**WHAT THE EXERCISE ASKS**
Starting at the first line of the data below, write out each line exactly until you reach the line containing "Target: ceiling light fixture", and include that line too.

**RECORDS FOR PROCESSING**
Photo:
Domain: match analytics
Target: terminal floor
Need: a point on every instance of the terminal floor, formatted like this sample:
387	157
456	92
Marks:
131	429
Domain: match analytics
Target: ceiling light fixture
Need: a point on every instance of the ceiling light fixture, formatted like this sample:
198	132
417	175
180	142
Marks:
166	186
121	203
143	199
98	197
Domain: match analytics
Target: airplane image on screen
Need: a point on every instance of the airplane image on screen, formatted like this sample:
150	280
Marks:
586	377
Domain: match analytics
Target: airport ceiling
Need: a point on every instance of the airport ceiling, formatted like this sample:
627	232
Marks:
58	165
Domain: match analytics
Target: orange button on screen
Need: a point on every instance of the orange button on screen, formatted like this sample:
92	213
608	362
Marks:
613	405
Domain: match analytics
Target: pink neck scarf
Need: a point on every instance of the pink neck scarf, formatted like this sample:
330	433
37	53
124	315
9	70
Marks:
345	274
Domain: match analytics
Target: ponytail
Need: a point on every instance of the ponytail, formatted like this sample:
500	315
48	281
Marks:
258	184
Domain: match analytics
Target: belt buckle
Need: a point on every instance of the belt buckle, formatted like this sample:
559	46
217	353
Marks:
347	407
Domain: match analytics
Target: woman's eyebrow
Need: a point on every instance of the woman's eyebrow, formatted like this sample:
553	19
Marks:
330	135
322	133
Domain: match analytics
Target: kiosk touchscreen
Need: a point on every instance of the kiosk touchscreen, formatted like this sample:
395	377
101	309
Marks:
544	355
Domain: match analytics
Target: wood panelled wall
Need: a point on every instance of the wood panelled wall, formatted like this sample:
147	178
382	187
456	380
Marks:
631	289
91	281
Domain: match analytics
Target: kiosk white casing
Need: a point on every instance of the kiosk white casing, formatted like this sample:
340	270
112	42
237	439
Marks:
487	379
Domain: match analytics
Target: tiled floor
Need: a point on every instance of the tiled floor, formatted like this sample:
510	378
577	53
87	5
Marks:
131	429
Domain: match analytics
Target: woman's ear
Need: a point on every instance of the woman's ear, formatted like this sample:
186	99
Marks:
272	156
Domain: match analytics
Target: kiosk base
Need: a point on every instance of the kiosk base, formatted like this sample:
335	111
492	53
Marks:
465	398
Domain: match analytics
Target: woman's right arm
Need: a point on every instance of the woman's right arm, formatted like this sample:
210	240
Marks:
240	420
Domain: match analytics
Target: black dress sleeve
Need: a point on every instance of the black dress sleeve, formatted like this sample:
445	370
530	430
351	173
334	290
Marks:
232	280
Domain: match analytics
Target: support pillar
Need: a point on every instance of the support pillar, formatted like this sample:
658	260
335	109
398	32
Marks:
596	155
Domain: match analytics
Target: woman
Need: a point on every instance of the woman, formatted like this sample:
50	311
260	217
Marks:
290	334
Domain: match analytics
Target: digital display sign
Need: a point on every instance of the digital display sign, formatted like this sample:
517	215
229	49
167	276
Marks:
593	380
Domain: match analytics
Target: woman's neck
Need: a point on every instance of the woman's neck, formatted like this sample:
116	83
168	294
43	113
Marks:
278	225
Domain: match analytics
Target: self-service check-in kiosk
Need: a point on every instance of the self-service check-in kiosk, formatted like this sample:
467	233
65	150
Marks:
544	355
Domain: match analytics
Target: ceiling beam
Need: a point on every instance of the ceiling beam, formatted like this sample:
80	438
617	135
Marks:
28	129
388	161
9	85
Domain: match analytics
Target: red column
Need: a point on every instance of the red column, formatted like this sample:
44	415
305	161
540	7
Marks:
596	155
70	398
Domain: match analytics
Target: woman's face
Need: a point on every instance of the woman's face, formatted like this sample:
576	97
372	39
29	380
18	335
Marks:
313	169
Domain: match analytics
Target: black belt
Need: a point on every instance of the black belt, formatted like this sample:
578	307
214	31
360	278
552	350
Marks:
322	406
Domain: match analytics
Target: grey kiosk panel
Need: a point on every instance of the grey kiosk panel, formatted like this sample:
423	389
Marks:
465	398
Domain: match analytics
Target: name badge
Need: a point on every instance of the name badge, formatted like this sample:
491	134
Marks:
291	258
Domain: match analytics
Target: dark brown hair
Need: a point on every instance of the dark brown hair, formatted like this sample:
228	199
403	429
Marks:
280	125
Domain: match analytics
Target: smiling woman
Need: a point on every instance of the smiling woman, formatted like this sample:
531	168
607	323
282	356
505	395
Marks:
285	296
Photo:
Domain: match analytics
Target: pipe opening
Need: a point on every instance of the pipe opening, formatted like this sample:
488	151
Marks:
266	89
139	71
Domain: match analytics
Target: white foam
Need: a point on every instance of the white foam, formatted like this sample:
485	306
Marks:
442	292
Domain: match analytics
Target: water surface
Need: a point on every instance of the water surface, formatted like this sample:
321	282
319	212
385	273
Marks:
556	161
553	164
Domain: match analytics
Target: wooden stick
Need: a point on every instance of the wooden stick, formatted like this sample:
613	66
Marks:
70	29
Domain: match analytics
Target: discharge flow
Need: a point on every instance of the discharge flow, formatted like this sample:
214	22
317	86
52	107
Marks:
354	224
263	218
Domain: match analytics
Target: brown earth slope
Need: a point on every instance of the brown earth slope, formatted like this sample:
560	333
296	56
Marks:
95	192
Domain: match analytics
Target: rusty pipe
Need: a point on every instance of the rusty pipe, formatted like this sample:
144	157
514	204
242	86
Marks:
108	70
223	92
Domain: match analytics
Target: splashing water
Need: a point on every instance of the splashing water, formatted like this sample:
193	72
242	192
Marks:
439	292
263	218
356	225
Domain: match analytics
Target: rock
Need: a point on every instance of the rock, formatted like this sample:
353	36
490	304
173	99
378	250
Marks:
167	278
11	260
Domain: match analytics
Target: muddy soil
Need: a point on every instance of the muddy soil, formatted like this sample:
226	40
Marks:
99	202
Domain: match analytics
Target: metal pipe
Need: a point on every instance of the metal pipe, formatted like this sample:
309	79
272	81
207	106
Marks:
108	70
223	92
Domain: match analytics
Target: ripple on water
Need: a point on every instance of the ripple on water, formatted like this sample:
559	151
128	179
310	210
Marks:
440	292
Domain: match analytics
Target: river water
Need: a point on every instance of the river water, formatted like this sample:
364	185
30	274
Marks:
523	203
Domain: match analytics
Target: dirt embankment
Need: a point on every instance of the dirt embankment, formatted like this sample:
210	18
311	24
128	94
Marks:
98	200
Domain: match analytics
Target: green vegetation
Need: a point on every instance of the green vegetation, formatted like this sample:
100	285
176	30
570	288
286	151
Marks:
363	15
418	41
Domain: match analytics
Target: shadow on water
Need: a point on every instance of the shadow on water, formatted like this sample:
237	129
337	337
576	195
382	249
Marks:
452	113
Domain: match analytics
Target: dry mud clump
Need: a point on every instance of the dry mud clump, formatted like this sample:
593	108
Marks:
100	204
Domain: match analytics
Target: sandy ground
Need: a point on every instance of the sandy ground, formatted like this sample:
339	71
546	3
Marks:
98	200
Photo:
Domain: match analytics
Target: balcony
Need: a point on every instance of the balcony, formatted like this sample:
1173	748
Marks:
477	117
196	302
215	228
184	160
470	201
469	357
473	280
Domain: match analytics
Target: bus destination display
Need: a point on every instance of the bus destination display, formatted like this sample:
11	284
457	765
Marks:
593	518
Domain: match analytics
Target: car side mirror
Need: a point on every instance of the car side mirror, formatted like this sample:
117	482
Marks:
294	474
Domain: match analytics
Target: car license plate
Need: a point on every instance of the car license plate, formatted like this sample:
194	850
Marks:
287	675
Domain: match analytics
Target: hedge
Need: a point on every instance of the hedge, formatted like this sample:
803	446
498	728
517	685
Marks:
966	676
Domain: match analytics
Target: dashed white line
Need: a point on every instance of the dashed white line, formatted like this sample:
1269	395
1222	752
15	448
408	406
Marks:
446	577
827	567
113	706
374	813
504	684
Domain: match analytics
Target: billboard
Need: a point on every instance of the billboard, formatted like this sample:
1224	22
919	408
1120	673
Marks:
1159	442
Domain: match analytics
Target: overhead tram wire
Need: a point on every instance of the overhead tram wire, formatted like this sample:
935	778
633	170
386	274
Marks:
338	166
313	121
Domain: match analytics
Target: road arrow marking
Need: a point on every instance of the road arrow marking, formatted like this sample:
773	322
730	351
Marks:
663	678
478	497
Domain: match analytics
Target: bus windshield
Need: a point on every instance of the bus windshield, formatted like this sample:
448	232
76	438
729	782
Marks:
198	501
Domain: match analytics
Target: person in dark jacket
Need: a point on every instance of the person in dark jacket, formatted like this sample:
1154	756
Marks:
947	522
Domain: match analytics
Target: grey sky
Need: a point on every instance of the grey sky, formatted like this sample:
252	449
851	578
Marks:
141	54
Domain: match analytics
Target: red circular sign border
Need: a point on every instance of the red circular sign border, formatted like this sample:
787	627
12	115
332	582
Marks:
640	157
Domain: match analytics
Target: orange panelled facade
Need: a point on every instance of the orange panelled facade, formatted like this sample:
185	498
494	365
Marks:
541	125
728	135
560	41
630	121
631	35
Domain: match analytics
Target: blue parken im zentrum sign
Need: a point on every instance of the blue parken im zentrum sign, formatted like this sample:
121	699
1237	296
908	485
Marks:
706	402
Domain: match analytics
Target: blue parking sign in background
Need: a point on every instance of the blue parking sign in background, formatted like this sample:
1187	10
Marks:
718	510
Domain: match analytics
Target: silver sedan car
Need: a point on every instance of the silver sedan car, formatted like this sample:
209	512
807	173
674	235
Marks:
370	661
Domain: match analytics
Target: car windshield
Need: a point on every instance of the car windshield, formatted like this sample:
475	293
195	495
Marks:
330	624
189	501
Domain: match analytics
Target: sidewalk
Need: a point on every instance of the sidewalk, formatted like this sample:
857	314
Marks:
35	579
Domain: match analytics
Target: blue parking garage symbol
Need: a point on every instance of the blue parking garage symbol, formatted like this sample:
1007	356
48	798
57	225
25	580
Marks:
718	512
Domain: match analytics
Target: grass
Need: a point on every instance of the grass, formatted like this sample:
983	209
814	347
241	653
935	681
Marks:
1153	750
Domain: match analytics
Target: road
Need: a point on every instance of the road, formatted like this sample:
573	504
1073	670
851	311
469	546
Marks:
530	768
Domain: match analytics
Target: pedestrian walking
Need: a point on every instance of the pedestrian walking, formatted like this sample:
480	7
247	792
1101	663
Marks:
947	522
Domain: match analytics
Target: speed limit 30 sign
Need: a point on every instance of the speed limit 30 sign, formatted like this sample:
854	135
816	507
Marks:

**OUTPUT FOR THIS EXERCISE**
Photo:
Domain: match analytics
Target: terminal floor
Need: a point on every instance of the terminal floor, formatted like this sample:
387	157
456	92
Marks:
131	429
Domain: match analytics
Target: ceiling light fixture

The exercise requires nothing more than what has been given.